Written instruction 1: In the passage on Anne Sofie von Otter below, what year did she make her La Scala debut?

** Start Passage shown **

Anne Sofie von Otter (born 9 May 1955) is a Swedish mezzo-soprano. Her repertoire encompasses lieder, operas, oratorios and also rock and pop songs.

Early life
Von Otter was born in Stockholm, Sweden. Her father was Göran von Otter, a Swedish diplomat in Berlin during World War II. She grew up in Bonn, London and Stockholm. She studied in Stockholm and at the Guildhall School of Music and Drama in London, where her teachers included Vera Rózsa. In 1982, she won second prize in the ARD International Music Competition.

From 1983 to 1985, she was an ensemble member of the Basel Opera, where she made her professional operatic début as Alcina in Haydn's Orlando paladino. She made her Royal Opera House, Covent Garden, début in 1985 and her La Scala debut in 1987. Her Metropolitan Opera début was in December 1988 as Cherubino in The Marriage of Figaro.

** End Passage shown **

Written instruction 2: Locate every line in the listing below that contains the word "table" and copy each one.

** Start Exercise input **

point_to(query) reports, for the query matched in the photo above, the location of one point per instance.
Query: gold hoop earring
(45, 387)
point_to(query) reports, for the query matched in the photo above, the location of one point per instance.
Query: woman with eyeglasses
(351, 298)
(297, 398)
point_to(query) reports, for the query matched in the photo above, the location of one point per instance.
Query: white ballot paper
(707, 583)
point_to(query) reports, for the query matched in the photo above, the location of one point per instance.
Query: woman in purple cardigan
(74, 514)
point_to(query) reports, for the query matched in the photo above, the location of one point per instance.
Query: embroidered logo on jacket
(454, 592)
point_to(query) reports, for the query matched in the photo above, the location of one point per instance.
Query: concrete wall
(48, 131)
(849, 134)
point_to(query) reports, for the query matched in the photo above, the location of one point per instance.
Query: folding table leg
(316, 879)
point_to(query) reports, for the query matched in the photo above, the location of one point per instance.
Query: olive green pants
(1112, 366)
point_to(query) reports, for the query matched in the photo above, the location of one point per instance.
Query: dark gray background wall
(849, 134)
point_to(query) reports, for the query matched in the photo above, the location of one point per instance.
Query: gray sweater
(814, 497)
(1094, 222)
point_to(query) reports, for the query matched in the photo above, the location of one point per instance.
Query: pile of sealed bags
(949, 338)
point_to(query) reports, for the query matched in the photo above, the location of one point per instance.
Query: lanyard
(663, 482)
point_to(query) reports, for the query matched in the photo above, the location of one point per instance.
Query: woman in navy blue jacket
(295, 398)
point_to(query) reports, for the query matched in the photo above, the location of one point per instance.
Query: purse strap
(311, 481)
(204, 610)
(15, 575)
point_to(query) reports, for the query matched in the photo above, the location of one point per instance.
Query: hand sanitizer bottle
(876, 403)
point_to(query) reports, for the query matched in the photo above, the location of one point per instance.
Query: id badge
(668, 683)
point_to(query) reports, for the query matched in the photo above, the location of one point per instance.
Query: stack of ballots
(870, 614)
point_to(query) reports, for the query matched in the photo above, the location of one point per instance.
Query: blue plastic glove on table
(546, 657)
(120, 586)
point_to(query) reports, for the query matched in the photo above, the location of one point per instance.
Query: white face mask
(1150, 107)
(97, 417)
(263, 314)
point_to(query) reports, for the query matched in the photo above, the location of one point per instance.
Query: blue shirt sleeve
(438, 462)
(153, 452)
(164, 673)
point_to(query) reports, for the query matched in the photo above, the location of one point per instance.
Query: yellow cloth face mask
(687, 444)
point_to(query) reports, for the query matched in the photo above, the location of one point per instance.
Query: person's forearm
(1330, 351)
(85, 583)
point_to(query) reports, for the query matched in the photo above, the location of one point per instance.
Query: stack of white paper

** End Exercise input **

Final answer 1: 1987

Final answer 2:
Query: folding table leg
Query: blue plastic glove on table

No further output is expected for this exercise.